** Your goal **
Gather every line of the entries below that contains the string "house", and copy each of those lines in full.

-- start --

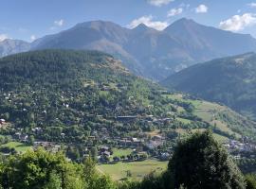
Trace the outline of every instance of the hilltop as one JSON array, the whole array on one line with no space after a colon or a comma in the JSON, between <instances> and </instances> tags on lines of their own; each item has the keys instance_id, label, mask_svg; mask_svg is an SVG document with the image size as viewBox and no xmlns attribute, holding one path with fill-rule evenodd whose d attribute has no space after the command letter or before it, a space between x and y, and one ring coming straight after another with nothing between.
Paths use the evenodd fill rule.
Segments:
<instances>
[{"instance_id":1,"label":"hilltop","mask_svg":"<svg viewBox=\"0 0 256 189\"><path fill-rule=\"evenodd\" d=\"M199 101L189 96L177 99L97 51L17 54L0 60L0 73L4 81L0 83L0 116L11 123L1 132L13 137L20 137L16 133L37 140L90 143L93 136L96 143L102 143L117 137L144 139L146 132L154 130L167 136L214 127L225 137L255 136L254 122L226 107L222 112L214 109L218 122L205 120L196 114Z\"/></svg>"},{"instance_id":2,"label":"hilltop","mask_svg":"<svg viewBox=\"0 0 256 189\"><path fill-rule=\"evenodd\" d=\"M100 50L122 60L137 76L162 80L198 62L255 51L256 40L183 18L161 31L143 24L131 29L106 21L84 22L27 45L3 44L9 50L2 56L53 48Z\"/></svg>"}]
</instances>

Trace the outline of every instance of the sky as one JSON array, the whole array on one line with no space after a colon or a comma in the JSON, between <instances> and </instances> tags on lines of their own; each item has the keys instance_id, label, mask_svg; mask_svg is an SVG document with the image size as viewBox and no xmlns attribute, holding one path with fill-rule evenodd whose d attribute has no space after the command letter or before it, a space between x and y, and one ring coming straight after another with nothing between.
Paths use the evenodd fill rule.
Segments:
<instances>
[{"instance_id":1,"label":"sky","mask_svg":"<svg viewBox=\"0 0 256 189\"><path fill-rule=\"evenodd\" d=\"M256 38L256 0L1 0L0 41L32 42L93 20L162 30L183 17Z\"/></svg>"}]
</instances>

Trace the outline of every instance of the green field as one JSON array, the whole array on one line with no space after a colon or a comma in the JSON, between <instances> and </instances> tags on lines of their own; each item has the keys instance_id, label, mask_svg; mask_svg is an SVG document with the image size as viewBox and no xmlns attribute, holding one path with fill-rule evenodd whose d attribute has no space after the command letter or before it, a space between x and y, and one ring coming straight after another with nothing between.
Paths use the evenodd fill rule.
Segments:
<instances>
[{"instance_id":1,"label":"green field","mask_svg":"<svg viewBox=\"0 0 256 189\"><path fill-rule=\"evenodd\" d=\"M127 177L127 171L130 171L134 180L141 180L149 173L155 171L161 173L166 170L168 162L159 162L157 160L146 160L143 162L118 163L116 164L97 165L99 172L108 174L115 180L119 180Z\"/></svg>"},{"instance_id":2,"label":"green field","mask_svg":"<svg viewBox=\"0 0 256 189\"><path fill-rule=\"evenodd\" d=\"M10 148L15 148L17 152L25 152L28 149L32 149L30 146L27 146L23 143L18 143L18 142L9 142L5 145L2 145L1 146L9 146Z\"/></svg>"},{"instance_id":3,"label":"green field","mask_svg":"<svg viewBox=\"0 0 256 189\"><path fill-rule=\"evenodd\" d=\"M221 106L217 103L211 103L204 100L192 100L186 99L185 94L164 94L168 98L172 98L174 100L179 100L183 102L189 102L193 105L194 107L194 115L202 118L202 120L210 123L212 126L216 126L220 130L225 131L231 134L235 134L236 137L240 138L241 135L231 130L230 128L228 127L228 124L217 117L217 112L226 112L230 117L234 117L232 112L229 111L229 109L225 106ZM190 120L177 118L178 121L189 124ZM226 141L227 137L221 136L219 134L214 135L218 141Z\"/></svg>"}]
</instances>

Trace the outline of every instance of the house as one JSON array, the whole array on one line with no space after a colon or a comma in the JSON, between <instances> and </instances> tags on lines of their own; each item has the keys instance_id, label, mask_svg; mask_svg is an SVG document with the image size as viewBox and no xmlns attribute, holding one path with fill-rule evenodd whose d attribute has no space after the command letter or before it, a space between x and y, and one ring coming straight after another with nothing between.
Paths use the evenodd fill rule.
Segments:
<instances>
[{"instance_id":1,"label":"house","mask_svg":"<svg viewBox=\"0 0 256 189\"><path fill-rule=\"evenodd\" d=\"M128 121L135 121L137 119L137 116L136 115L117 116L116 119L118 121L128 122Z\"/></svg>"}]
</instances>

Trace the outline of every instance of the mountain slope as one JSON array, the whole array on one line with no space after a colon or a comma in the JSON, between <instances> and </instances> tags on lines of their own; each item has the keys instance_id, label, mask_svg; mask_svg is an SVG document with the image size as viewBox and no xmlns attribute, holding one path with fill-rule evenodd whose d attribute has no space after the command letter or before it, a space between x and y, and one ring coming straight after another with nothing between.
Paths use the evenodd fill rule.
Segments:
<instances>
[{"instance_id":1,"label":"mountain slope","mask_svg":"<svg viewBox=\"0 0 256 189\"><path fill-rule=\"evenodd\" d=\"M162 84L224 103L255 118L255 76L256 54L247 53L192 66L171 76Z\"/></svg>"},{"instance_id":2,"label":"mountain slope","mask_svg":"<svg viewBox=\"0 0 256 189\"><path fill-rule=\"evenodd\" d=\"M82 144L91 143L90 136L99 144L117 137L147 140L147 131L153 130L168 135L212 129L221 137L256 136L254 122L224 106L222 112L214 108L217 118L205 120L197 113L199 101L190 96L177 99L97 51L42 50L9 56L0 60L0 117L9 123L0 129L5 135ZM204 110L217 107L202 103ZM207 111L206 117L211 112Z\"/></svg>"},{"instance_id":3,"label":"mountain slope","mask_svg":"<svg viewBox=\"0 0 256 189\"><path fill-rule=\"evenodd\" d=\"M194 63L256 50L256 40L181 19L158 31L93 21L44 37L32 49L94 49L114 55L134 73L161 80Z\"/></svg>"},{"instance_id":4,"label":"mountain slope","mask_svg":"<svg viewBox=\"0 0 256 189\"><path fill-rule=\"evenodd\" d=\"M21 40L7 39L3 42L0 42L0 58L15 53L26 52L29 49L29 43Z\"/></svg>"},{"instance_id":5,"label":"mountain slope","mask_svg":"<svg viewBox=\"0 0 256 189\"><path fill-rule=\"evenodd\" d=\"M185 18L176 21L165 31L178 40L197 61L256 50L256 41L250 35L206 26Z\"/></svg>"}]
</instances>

-- end --

** Reply **
Trace the outline of every instance of the house as one JSON array, the whole array on one line with no space after a colon or a comma in the JSON, between <instances> and </instances> tags on lines of their own; each item has the keys instance_id, label, mask_svg; mask_svg is an SVG document with the image size as viewBox and no xmlns attribute, holding one path with fill-rule evenodd whose d attribute has no space after the command letter or before it, a space between x and y, and one ring coming straight after another with nothing between.
[{"instance_id":1,"label":"house","mask_svg":"<svg viewBox=\"0 0 256 189\"><path fill-rule=\"evenodd\" d=\"M128 121L135 121L137 119L137 116L136 115L117 116L116 119L118 121L128 122Z\"/></svg>"}]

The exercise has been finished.